QUOTED PASSAGE:
+ + +

Paul Zindel (1936-2003), who drew on memories of his troubled childhood on Staten Island for a prize-winning play with a tongue-twisting title, The Effect of Gamma Rays on Man-in-the-Moon Marigolds, was born on May 15, 1936, in Tottenville, Staten Island. His father was a police officer who abandoned the family. Mr. Zindel’s mother, a nurse who also worked as a shipyard laborer, hat-check attendant and dog breeder, took in dying patients as boarders. Mr. Zindel did not read much as a child and said he he wrote for people who did not like to read.
He wrote plays and sketches in high school, including one about a pianist who recovers from a serious illness and is acclaimed for playing “The Warsaw Concerto” at Carnegie Hall. He also took a creative writing course with the playwright Edward Albee while he was an undergraduate. But his bachelor’s and master’s degrees were in chemistry, both from Wagner College, which later awarded him an honorary doctorate.

+ + +

RECORDS SHOWN:
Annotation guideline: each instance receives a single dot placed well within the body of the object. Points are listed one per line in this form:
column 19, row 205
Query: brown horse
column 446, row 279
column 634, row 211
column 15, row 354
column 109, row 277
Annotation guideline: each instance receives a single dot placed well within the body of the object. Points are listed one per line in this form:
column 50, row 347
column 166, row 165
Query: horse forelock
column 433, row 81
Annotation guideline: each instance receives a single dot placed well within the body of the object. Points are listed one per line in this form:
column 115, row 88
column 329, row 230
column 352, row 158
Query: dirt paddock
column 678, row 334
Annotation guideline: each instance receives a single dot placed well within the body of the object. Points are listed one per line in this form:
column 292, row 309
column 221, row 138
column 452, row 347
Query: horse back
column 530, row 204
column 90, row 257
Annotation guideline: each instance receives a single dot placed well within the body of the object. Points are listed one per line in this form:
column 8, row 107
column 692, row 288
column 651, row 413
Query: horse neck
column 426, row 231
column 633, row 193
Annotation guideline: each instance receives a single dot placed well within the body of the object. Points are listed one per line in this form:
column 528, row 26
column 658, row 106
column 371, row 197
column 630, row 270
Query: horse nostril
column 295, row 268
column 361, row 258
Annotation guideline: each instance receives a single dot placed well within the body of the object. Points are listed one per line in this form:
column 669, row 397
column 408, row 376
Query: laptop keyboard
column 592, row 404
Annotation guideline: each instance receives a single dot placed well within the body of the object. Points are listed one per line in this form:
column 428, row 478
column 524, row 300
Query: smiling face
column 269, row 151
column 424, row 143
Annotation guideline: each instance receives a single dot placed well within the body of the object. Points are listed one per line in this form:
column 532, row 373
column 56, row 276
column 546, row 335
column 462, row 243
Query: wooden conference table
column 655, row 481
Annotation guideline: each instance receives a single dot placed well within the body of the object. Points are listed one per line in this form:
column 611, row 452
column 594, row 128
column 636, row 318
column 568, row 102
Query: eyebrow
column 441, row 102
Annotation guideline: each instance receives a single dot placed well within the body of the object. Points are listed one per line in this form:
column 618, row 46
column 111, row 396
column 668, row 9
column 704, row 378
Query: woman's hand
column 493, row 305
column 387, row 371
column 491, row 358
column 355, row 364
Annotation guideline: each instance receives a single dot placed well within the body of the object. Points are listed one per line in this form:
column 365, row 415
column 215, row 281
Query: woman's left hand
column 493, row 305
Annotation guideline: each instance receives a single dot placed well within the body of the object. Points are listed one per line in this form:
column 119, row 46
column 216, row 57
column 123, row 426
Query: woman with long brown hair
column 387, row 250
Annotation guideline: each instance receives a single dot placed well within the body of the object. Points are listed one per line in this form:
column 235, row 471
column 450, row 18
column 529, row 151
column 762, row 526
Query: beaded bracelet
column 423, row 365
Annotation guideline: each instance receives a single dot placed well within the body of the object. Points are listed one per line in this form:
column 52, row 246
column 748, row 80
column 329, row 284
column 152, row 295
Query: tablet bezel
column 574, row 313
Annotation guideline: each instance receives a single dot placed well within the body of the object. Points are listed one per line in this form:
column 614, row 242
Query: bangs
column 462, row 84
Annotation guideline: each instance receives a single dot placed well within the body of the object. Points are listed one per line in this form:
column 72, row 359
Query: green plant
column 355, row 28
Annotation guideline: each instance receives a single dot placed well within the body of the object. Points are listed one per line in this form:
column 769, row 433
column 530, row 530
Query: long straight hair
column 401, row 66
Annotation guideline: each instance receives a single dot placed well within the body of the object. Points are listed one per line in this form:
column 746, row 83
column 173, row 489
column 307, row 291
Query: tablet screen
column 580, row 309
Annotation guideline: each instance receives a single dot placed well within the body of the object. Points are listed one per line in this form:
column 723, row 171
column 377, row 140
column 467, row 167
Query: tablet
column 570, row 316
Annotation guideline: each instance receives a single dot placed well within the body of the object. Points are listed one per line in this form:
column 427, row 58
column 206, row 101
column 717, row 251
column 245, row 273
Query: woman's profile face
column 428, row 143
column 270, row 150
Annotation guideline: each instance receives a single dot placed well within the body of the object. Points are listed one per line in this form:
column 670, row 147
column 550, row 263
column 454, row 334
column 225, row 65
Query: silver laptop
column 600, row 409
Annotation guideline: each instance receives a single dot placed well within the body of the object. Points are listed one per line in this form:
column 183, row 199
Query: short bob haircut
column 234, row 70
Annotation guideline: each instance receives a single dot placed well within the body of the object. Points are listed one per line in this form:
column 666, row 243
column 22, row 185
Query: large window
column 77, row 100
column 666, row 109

+ + +

TASKS TO PERFORM:
1. Echo the Paul Zindel biography from "He wrote plays" to "an honorary doctorate.".
2. List every job that the Paul Zindel biography says his mother worked at.
3. Explain what the Paul Zindel biography says he drew on for his play The Effect of Gamma Rays on Man-in-the-Moon Marigolds.

SOLUTIONS:
1.
He wrote plays and sketches in high school, including one about a pianist who recovers from a serious illness and is acclaimed for playing “The Warsaw Concerto” at Carnegie Hall. He also took a creative writing course with the playwright Edward Albee while he was an undergraduate. But his bachelor’s and master’s degrees were in chemistry, both from Wagner College, which later awarded him an honorary doctorate.

2. Nurse, shipyard laborer, hat-check attendant, dog breeder

3. Zindel drew on memories of his troubled childhood on Staten Island for The Effect of Gamma Rays on Man-in-the-Moon Marigolds, which won a prize.